Opinion

Changer son monde à soi

Qu’on le veuille ou non, le monde change. En mieux ou en pire, cela demande des nuances. Il me semble que pour changer le monde, il faut arriver à changer son monde à soi et, avant cela, déterminer qui est ce soi.

Le monde des femmes a changé et cela, pour ce qui est du Québec, je peux en témoigner.

Sans ressortir les grandes dates qui ont marqué l’histoire des femmes québécoises, sans vouloir étaler le palmarès des luttes ardues et des bons coups, on peut affirmer que le monde des femmes d’ici a profondément évolué depuis ma naissance.

Je suis souvent étonnée de l’ignorance dans laquelle nous nous tenons quant à cette évolution.

Quand j’ai effectué des recherches pour l’écriture de la trilogie Le goût du bonheur, ce qui m’a le plus frappée dans notre histoire récente, c’est cette force des femmes et leur passage de l’état de mineures incapables juridiquement (selon la loi) au statut d’êtres humains libres, émancipés de la domination paternaliste et enfin responsables d’elles-mêmes. Cette égalité juridique chèrement acquise s’est-elle immédiatement manifestée dans la vie de toutes les femmes ? Bien sûr que non. La loi encadre, mais elle ne peut forcer les êtres humains à évoluer dans son sens.

La loi oblige à agir dans certaines limites, mais elle ne règne pas sur la pensée… ni sur les préjugés. Et l’égalité, la vraie, est tributaire de tant de réflexions, de discernement et de comportements.

Quand j’étais petite, une femme vulgaire était celle qui fumait dans la rue. Il y en avait d’autres sortes, évidemment, mais fumer, sacrer, rire de façon provocante ou aguicher (notez le verbe au parfum ancien : aguicher, jouer du désir de l’autre, oser exalter une note sensuelle ou même sexuelle !), tout cela était non seulement à éviter, mais jugé sévèrement. Et condamné. On avait le « droit », mais c’était banni.

***

Consigne 1:
D'après l'extrait, quel comportement faisait d'une femme une « femme vulgaire » au temps de l'enfance évoquée ?
Consigne 2:
Reprenez l'extrait sur l'évolution du monde des femmes au Québec à la suite de sa dernière phrase.

Bloc de données:

***

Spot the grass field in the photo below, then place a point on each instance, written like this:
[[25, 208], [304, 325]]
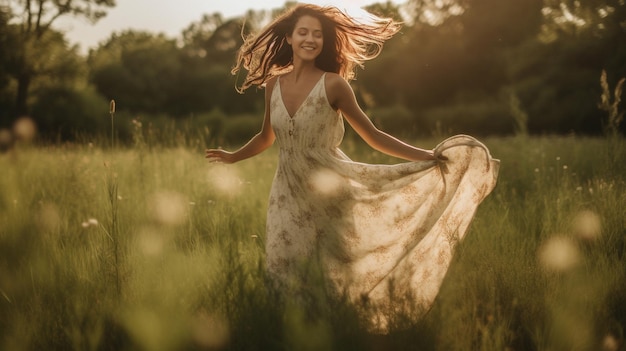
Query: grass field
[[152, 248]]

***

Résultat final 1:
Fumer dans la rue.

Résultat final 2:
Le viol était quasiment toujours estimé comme provenant d’un geste, d’un comportement ou d’une attitude de la victime. « Elle l’a bien cherché » était la phrase la plus fréquente qu’on entendait sur le sujet. Rarement a-t-on cru que les femmes étaient vraiment abusées. Et là-dessus, malheureusement, les femmes jugeaient souvent aussi sévèrement que les hommes.

C’était aussi une époque où l’opinion d’une femme ne valait pas le pesant d’or de celle d’un homme. Et cela, même si l’homme était crétin…

Le pouvoir de changer les choses commence avec le pouvoir d’exister, d’être soi-même, profondément et librement. Quel que soit ce « soi-même ». 

Pour y arriver, il faut parfois passer par une guerre personnelle, on peut l’arracher au prix de ruses, de négociations, de véhémence ou même d’agressivité. Mais devenir qui on est vraiment ne se fait jamais au prix de la fuite, du mensonge ou du renoncement. Ça exige du courage.

Le pouvoir d’être soi ne se gagne par personne d’autre que soi-même. Il faut tâtonner parfois longtemps avant de se connaître. Quand nous savons ce dont nous sommes capables, quand nos limites mais aussi nos forces, nos désirs, nos principes sont cernés, alors nous pouvons aller de l’avant. Cette quête, on ne peut la laisser à autrui. Ni à l’autre, ni à l’État ni même à Dieu.

J’ai eu 20 ans à l’ère du féminisme militant et claironnant. Les femmes de cette époque, excédées à juste titre, ont combattu fermement pour faire avancer notre statut.

Mon féminisme n’a jamais été excluant, j’ai toujours considéré que les hommes devaient être partie prenante – et non endurante – du changement. Les hommes féministes existaient quand j’avais 20 ans. Comme ils existent encore. Et ils sont essentiels à la réussite des projets féministes. Parce qu’il n’y a pas un seul changement dans ce monde qui doit et peut se faire en ignorant une partie de cette humanité.

Les femmes ont été exclues du pouvoir trop longtemps, c’est vrai. Elles ont été écartées des sphères dirigeantes et même pensantes, elles ont connu des aberrations de lois qui les infantilisaient, les dégradaient et ouvraient la porte aux pires injustices, c’est vrai.

Mais écarter qui que ce soit sous prétexte qu’on l’a été n’est pas envisageable. Ce n’est pas parce qu’on a été évincés qu’on obtient le droit d’évincer à son tour. Ce n’est pas chacun son tour.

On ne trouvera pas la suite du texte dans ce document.